ページ抜粋
######
第169話
ゾウの悲哀と不思議な草
ドライバー兼ガイドの、シアンと共に僕らは沢沿いを山道を下って行く。
もう山道というより、ゆるやかな川沿いの小道である。
途中で小さな小屋の売店があった。一段上がった所に作られており、おばさん店主が、薄手の絨毯の上に座っている。
手作りのアクセサリー等の、お土産のようなものも売っていた。しかし、僕が魅力を感じるものは何も無かった。
それよりも、手に乗りそうなくらいの小さな猿を飼っていて、その小猿が、おばさん店主の周りを動き回っていた。その小さな可愛らしさに皆盛り上がる。
ベンが触ろうとするが「キッ!」と威嚇をしながら柱を登り逃げてしまう。
苦笑いをするベンに、相棒のチャーリーが爆笑している。
そりゃ、こんな大きな男に手を出されたら、小さな猿は怖くてしょうがないだろう。対比すると、ベンの体の体積は、小猿のざっと50匹分はあるだろうからだ 笑
きっと、突然怪獣が来て、にゅっと手を出し捕まえにきたと思ったはずである。
######
提供データ

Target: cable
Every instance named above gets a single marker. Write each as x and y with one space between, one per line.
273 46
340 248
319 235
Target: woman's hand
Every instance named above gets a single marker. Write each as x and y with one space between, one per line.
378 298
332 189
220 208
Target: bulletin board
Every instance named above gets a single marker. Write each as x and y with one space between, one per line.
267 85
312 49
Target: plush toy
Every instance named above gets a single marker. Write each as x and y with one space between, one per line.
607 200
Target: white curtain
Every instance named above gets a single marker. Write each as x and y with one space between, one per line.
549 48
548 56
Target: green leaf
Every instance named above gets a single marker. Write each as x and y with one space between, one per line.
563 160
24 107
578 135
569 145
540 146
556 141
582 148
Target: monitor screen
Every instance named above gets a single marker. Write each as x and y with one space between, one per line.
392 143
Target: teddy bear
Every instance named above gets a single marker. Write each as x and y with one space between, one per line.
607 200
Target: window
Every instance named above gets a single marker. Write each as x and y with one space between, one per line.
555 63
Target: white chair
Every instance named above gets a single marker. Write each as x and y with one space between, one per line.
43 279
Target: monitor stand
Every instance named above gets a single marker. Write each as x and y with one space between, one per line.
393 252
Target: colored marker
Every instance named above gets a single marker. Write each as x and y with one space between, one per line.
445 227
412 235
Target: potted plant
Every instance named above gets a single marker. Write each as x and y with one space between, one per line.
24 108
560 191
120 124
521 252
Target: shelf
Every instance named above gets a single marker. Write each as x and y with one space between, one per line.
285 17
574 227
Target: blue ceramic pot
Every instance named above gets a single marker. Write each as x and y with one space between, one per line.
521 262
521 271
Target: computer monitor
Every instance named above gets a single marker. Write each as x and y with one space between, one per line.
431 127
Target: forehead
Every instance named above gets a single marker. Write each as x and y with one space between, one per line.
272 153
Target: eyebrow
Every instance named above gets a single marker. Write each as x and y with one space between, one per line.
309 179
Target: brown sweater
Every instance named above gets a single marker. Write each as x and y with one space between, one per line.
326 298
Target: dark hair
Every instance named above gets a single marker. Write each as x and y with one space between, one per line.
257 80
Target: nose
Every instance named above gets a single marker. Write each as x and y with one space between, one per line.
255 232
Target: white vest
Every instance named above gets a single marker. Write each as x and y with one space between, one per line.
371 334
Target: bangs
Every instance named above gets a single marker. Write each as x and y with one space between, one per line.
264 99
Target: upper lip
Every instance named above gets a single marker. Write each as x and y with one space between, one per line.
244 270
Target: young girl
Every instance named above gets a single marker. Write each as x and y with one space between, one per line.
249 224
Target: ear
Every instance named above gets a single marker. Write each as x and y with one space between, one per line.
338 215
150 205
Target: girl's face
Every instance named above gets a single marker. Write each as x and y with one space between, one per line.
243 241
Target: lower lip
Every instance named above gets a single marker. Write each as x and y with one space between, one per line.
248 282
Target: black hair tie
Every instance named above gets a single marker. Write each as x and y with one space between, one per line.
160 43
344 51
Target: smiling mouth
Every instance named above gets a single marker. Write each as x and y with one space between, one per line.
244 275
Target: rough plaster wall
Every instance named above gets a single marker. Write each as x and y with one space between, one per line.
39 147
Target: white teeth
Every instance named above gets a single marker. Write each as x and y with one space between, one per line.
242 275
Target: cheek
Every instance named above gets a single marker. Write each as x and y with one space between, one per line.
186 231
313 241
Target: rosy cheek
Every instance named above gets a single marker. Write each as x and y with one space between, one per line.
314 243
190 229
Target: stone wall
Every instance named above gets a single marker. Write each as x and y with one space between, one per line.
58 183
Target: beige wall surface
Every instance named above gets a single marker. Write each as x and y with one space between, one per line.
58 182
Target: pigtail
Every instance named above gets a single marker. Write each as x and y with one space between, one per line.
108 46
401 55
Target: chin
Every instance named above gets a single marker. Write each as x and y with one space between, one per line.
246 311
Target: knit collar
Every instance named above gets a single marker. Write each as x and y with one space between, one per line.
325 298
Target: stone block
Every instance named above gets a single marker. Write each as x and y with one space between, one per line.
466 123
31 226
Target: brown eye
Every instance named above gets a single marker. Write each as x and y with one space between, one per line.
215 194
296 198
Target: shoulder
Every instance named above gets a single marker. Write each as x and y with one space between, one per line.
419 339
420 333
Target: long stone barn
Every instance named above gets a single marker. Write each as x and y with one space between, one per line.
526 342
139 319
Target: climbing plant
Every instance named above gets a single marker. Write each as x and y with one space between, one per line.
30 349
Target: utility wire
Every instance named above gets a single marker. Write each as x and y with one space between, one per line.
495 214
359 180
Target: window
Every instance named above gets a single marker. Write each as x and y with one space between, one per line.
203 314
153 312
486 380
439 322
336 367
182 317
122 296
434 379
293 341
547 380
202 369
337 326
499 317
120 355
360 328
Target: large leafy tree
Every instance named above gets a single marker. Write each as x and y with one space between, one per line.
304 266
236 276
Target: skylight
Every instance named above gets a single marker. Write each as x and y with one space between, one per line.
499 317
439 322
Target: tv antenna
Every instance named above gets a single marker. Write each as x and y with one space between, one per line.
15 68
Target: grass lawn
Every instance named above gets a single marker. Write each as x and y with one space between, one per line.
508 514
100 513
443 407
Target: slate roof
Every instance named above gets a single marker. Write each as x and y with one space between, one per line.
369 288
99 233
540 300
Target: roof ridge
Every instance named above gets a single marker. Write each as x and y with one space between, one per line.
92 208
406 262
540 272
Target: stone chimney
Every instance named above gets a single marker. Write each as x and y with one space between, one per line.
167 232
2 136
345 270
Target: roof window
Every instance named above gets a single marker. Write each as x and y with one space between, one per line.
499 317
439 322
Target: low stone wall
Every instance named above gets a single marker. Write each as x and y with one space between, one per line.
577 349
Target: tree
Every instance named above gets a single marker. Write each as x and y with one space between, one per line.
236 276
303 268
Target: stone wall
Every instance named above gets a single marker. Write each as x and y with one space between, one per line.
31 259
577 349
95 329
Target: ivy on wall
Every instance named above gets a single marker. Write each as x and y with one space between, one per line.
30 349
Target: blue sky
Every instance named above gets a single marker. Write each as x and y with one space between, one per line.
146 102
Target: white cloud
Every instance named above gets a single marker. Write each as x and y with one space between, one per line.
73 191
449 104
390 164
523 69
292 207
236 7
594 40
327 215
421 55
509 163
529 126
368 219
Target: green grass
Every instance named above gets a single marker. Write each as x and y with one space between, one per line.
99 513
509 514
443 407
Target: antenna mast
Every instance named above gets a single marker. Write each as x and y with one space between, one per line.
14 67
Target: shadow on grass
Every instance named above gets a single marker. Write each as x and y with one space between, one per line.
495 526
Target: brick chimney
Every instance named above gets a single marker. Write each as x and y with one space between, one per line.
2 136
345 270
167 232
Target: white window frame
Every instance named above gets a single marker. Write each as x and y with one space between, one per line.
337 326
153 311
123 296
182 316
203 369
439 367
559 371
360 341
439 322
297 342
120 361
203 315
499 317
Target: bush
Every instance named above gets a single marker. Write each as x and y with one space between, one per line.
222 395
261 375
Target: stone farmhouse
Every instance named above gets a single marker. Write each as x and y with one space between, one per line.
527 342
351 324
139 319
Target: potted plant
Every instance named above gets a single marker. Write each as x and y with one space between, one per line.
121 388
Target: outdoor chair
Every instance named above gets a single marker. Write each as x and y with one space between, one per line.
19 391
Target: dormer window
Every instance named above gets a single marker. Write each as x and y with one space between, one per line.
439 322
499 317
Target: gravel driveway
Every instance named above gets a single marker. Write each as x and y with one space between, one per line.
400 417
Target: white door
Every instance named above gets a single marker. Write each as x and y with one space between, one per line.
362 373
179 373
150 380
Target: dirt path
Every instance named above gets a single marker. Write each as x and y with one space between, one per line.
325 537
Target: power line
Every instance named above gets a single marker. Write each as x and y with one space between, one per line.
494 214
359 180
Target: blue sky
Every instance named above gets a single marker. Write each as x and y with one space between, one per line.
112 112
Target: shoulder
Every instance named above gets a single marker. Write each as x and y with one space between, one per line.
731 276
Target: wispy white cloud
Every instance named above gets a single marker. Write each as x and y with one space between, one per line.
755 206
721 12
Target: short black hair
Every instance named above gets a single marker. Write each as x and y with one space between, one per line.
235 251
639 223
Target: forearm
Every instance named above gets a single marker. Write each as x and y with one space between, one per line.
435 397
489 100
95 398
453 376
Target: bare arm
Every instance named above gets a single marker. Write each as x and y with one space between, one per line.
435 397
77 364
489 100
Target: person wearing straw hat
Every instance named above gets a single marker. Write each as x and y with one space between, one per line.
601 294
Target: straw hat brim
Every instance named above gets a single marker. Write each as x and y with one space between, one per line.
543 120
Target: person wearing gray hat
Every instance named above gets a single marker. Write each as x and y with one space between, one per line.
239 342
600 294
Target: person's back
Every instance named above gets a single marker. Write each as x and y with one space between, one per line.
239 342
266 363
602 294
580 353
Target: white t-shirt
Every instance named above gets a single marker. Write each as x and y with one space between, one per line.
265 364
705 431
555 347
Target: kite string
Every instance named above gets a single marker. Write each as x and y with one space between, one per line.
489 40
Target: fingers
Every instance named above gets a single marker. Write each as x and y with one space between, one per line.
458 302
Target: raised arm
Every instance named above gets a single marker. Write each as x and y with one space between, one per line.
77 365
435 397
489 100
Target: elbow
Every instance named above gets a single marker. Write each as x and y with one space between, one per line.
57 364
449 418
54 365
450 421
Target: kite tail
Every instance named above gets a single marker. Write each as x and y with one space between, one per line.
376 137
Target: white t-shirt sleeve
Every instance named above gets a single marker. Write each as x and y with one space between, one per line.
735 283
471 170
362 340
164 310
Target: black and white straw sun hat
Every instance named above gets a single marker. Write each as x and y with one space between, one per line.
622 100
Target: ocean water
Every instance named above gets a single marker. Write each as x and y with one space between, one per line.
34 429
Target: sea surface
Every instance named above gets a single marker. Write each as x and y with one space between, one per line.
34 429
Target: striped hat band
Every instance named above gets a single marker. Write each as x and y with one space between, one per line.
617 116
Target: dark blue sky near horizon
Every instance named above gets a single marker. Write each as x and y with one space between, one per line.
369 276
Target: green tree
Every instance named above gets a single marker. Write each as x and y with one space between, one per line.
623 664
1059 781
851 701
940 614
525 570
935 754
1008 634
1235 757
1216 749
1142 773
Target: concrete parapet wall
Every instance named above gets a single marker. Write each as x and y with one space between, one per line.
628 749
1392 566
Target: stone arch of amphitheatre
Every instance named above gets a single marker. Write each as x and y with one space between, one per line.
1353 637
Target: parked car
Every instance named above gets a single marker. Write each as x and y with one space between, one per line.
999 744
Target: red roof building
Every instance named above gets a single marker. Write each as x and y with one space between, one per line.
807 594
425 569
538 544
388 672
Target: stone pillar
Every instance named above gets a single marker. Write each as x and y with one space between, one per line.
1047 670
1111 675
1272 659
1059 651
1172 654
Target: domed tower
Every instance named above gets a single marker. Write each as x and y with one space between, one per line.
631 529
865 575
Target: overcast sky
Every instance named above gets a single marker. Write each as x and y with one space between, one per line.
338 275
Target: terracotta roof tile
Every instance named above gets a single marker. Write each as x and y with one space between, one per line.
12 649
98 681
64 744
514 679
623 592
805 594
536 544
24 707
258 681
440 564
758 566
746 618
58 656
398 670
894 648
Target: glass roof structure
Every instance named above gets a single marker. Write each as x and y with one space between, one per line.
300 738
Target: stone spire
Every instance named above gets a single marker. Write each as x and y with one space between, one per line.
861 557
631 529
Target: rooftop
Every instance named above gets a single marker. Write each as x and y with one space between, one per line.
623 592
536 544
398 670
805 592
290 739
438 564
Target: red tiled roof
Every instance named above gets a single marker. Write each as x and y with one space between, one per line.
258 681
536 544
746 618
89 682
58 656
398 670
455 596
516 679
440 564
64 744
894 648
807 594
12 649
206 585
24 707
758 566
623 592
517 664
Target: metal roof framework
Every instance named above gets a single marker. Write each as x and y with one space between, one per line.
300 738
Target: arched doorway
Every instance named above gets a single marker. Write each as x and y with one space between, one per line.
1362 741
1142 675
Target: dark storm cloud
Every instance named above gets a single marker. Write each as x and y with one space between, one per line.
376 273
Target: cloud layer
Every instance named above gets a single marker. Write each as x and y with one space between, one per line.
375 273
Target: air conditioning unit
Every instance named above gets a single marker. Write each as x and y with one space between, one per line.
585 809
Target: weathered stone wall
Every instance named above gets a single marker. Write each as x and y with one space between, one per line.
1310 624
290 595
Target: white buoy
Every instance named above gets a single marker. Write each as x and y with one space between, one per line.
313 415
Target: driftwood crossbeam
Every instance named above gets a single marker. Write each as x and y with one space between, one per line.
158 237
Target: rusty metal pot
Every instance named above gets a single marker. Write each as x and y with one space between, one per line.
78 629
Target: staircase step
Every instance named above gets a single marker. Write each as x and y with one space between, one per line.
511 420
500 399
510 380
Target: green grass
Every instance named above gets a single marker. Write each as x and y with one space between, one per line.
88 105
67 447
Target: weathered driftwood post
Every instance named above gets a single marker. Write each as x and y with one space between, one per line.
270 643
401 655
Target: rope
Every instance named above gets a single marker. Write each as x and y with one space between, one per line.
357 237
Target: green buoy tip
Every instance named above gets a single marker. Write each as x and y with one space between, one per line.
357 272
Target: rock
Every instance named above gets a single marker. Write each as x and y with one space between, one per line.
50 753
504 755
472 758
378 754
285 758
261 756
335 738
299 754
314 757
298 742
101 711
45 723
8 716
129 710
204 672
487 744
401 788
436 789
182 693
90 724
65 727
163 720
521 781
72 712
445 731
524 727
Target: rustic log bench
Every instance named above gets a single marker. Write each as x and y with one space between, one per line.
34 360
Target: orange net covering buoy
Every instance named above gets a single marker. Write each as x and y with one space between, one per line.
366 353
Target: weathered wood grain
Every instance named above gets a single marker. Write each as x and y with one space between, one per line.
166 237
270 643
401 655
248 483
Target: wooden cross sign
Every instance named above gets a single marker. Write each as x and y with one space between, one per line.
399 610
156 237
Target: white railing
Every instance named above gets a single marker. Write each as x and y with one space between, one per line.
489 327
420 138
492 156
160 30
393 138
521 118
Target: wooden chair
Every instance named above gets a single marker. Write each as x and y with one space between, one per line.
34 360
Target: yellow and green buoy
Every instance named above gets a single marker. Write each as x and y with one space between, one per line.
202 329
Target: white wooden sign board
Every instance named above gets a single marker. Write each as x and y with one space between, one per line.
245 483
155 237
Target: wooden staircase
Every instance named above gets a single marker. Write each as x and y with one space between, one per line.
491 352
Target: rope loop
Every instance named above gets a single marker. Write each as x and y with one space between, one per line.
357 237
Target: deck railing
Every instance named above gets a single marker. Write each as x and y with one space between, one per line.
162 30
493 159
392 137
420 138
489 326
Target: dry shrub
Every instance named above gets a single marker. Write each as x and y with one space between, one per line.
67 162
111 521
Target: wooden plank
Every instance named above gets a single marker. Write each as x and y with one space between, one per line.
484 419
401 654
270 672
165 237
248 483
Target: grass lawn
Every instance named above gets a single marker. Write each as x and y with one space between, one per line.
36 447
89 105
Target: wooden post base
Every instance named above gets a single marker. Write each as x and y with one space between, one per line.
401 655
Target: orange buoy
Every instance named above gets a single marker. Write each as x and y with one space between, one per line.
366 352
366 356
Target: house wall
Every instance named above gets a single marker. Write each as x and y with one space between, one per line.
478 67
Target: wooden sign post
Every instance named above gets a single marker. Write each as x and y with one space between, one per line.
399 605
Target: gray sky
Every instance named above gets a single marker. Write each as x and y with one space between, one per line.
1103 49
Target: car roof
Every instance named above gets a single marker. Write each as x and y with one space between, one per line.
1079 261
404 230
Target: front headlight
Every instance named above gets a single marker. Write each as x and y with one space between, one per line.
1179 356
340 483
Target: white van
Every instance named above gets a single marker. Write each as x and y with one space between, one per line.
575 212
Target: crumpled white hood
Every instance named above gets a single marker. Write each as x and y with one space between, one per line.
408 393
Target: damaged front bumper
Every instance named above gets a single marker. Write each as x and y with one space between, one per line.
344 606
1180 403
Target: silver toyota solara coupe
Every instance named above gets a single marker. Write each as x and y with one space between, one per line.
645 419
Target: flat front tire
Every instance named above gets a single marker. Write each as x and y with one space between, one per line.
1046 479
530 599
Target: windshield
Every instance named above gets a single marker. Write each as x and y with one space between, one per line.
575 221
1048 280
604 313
######
作業指示
A. 旅行記で、ベンが触ろうとしたとき、小猿はどうしたか。
B. 旅行記を、最後の文の後から再開して書き進めよ。
上のデータは別の出典から取ったものだ。

解答
A. 「キッ!」と威嚇しながら柱を登って逃げた。

B.
売店でアクセサリーを物色する女性陣を尻目に、僕は何も買わずに店を後にした。
道は沢沿いに続く細い道で、20分ほど歩くと、県道らしき道路に出た。
ここからどこに行くのかはわからない。
道のすぐ横には結構な幅の川があり、川に沿って県道らしきアスファルトの道が続いている。
しばらく歩くと、木の建物が見えてきた。
広場が駐車場になっており、一部がレストランで、結構広く家も大きい。そして家を過ぎると、そこにはなんと、意外なことに、ゾウさんがいた。
(え? こんなところにゾウさんが…?)
僕たちがびっくりしていると、シアンが
「次は、エレファントライドだ」
と言い出した。
そこで僕達は初めて、今日は象に乗るのだと知った。
いい加減な僕と違い、英語が母国語のアメリカ人のベンや、チャーリーも驚いていた。
1日彼らと一緒にいてわかった事だが、彼らもツアー内容をあまり把握していないようだった。
僕と同じくらいの内容把握である。
いつもの事で、このツアーでも、受付で僕がわからない英単語を、適当に聞き流していたからだと思い込んでいた。
だがツアー内容自体を、ツアーの受付の人がキチンと説明していないのだということに、薄っすら気づき始めた。
他のメンバーも、どこに連れて行かれるのか、何をするのかを、あまり把握していないのは、きっとそういうことなのだろう。
確かによく考えてみると
「長ズボンのほうが良い」だの、
「懐中電灯がいる」などと言う難しいやり取りはキチンと把握していることを考えてみると、
「エレファントライド」は流石に記憶に残っていなければおかしい。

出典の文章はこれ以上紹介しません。